- REQUIREMENT A:
According to the mailing list post, what does the exception say the error indicates?

You are viewing a plain text version of this content. The canonical link for it is here.

Posted to user@flink.apache.org by "Newport, Billy" <Bi...@gs.com> on 2017/01/11 20:16:27 UTC

Received an event in channel 0 while still having data from a record

Anyone seen this before:

Caused by: java.io.IOException: Received an event in channel 0 while still having data from a record. This indicates broken serialization logic. If you are using custom serialization code (Writable or Value types), check their serialization routines. In the case of Kryo, check the respective Kryo serializer.
     at org.apache.flink.runtime.io.network.api.reader.AbstractRecordReader.getNextRecord(AbstractRecordReader.java:98)
     at org.apache.flink.runtime.io.network.api.reader.MutableRecordReader.next(MutableRecordReader.java:42)
     at org.apache.flink.runtime.operators.util.ReaderIterator.next(ReaderIterator.java:73)
     at org.apache.flink.runtime.operators.DataSinkTask.invoke(DataSinkTask.java:190)
     at org.apache.flink.runtime.taskmanager.Task.run(Task.java:642)
     at java.lang.Thread.run(Thread.java:745)

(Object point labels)
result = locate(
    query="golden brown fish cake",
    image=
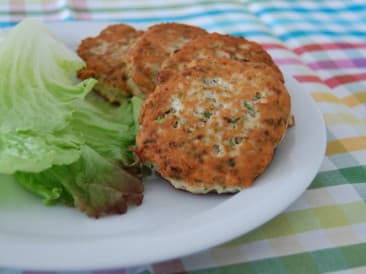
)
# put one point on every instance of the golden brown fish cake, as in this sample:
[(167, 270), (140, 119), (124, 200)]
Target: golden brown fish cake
[(215, 125), (151, 49), (105, 58), (216, 45)]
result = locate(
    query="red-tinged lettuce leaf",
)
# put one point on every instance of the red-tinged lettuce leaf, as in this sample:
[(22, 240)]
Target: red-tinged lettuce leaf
[(92, 184)]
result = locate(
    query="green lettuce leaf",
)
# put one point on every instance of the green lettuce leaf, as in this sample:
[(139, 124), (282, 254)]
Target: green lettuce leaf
[(57, 142)]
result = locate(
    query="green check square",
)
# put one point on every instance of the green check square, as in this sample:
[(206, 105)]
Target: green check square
[(330, 216), (304, 220), (277, 227), (355, 212)]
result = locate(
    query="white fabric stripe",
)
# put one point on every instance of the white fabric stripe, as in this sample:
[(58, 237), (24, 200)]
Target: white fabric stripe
[(281, 246), (326, 196), (356, 270)]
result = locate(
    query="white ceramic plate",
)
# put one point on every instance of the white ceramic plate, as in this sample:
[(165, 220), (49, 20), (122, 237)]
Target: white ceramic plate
[(169, 223)]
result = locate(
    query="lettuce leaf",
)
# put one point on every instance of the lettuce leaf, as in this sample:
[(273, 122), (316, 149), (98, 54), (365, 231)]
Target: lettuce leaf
[(57, 142)]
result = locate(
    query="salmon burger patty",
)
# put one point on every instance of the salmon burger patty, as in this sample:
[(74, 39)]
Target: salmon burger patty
[(215, 125), (151, 49), (216, 45), (105, 58)]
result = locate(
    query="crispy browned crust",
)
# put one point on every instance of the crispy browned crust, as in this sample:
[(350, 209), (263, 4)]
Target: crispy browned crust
[(216, 45), (105, 57), (215, 125), (151, 49)]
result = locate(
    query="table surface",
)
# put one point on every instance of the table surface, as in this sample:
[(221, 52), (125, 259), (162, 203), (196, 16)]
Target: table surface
[(323, 44)]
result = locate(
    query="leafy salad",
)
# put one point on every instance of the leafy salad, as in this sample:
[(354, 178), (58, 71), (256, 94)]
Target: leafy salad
[(55, 140)]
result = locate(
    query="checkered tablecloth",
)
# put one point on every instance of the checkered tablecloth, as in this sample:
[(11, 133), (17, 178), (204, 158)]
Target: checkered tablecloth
[(323, 44)]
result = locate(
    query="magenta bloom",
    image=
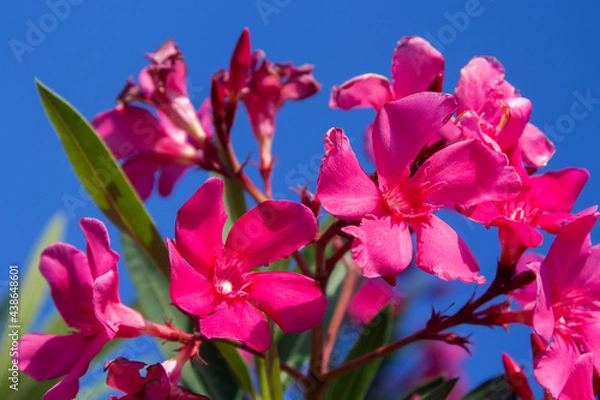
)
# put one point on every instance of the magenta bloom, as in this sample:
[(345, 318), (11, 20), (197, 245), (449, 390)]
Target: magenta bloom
[(545, 202), (567, 312), (264, 87), (461, 174), (220, 288), (416, 67), (84, 287), (165, 146), (156, 384), (504, 114)]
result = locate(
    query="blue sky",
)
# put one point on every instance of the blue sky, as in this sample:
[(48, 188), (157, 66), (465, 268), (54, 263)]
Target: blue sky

- REQUIREMENT B:
Pick out every line of the records that contains the string "fish", and note that case counts.

- FINISHED ANSWER A:
It indicates broken serialization logic.

- FINISHED ANSWER B:
    query="golden brown fish cake",
# put one point on every instance of the golden brown fish cake, as in this sample:
Target: golden brown fish cake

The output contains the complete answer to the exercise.